» **Directions for this task**:
From the line that includes "[tag] tern's tail feather: a pin per instance" to the last line of the data, quote each line precisely; both boundary lines belong in the answer.

— start Records provided —

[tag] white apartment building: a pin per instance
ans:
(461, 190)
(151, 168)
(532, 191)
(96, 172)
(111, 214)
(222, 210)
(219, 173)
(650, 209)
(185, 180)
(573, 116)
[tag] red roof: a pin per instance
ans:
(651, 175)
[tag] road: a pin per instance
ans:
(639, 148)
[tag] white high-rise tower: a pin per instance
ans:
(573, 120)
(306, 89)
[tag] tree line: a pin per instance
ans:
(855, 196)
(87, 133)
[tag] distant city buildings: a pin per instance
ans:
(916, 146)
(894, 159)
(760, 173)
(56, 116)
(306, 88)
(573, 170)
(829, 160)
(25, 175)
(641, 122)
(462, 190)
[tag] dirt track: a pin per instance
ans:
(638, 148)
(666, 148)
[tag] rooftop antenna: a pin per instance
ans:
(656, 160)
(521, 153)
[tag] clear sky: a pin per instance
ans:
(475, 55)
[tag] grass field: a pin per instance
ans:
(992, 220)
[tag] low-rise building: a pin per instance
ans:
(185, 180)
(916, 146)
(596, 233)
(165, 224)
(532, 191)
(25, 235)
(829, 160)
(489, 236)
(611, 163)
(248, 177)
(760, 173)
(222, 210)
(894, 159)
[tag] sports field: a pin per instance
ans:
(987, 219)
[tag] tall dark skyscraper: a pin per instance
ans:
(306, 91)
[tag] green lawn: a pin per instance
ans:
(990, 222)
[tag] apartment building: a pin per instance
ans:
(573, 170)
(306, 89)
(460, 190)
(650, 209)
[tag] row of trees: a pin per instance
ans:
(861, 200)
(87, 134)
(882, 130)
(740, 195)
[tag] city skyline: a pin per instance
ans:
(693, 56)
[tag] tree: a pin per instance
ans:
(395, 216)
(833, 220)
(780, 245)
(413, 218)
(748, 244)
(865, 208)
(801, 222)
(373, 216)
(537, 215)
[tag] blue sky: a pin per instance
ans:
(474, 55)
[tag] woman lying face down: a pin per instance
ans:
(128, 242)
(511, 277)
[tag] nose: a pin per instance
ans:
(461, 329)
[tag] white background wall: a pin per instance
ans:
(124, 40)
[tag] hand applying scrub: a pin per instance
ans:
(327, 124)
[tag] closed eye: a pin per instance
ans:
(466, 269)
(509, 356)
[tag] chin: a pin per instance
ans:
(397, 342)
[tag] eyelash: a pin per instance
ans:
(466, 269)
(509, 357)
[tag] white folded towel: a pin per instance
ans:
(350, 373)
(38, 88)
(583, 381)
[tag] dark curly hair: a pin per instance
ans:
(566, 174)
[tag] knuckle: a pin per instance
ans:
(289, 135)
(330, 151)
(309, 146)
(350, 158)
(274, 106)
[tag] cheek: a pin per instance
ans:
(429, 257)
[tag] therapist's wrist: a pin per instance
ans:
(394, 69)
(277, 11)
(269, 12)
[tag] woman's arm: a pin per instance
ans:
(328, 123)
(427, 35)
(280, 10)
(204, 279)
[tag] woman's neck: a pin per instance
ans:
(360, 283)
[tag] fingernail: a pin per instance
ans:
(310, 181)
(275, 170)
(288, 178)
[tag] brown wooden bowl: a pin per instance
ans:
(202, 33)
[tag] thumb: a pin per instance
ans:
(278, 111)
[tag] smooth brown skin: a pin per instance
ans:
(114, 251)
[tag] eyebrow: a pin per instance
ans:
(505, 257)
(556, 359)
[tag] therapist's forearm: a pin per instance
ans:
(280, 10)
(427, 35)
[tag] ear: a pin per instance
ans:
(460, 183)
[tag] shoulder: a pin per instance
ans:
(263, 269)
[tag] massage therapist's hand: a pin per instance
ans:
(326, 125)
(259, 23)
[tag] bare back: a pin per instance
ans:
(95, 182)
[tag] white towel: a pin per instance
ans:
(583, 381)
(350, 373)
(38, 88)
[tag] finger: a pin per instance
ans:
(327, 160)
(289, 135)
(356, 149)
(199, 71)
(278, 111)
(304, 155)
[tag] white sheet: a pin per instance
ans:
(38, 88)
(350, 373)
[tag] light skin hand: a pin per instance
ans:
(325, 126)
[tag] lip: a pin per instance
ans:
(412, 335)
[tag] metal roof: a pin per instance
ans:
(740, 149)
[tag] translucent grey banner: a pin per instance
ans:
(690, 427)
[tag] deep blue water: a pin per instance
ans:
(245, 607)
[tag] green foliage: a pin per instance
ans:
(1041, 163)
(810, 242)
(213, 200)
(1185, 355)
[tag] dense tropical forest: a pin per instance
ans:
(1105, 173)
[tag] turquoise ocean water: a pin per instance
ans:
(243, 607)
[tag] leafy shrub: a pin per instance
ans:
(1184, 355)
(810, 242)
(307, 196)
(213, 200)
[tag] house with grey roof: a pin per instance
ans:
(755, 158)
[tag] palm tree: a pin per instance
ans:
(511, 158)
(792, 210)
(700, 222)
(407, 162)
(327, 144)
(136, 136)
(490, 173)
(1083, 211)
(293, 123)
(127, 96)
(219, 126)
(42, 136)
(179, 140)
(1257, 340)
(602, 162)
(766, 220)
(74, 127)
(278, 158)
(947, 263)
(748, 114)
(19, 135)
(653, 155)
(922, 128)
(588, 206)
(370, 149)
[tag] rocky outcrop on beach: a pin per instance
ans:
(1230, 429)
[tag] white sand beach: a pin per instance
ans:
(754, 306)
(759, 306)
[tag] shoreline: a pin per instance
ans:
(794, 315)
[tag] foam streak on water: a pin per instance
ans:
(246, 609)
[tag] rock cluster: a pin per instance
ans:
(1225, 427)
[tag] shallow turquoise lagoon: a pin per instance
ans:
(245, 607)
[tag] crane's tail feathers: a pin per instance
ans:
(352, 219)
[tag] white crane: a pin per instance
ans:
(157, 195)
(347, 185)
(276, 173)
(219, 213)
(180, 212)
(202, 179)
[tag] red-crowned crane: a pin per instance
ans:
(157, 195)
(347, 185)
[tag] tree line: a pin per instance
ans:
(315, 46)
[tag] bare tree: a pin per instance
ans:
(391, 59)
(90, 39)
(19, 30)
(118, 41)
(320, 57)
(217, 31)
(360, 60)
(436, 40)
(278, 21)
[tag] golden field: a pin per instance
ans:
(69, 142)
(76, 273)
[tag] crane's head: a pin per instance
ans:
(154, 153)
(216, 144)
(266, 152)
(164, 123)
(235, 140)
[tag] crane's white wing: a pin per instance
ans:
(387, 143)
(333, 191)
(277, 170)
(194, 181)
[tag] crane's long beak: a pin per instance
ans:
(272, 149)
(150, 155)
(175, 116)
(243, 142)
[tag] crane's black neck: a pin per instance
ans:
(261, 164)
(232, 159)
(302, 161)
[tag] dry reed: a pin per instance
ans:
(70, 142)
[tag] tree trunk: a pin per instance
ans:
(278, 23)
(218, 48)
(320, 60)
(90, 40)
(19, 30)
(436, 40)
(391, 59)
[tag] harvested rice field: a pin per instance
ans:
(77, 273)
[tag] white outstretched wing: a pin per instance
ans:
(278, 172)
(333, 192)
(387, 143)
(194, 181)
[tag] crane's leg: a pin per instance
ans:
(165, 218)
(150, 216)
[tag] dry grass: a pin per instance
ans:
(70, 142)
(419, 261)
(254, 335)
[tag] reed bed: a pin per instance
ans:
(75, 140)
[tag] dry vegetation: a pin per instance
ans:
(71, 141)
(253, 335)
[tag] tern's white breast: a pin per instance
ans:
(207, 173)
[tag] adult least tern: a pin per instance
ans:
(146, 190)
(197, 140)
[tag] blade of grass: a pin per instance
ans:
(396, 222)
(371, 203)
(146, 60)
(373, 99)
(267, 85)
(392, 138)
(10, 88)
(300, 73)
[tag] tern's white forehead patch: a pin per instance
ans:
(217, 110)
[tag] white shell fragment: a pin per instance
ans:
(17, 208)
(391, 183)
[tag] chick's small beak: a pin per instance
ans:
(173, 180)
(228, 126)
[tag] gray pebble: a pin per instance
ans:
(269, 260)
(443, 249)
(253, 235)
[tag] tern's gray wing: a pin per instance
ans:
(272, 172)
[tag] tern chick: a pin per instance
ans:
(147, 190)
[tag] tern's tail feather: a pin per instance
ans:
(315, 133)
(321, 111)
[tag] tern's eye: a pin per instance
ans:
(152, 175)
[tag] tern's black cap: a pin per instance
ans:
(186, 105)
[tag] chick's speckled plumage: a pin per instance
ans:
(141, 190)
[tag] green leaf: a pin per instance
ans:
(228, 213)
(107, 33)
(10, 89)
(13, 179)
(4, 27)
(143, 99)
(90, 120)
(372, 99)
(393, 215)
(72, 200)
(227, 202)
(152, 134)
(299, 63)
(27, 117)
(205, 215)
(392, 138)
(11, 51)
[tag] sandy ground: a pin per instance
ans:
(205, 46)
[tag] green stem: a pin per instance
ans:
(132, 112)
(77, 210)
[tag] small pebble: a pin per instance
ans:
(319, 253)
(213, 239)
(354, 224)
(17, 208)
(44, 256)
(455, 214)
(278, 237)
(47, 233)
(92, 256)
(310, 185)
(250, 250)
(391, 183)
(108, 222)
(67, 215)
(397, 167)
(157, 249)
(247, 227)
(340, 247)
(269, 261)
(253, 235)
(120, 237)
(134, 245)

— end Records provided —

» **Solution to the problem**:
[tag] tern's tail feather: a pin per instance
ans:
(315, 133)
(321, 111)
[tag] tern's eye: a pin per instance
ans:
(152, 175)
[tag] tern's black cap: a pin per instance
ans:
(186, 105)
[tag] chick's speckled plumage: a pin per instance
ans:
(141, 190)
[tag] green leaf: a pin per instance
ans:
(228, 213)
(107, 33)
(10, 89)
(13, 179)
(4, 27)
(143, 99)
(90, 120)
(372, 99)
(393, 215)
(72, 200)
(227, 202)
(152, 134)
(299, 63)
(27, 117)
(205, 215)
(392, 138)
(11, 51)
[tag] sandy ground: a pin per instance
ans:
(205, 46)
[tag] green stem: a pin per instance
ans:
(132, 112)
(77, 210)
[tag] small pebble: a pin per instance
ans:
(319, 253)
(213, 239)
(354, 224)
(17, 208)
(44, 256)
(455, 214)
(278, 237)
(47, 233)
(92, 256)
(310, 185)
(250, 250)
(391, 183)
(108, 222)
(67, 215)
(397, 167)
(157, 249)
(247, 227)
(340, 247)
(269, 261)
(253, 235)
(120, 237)
(134, 245)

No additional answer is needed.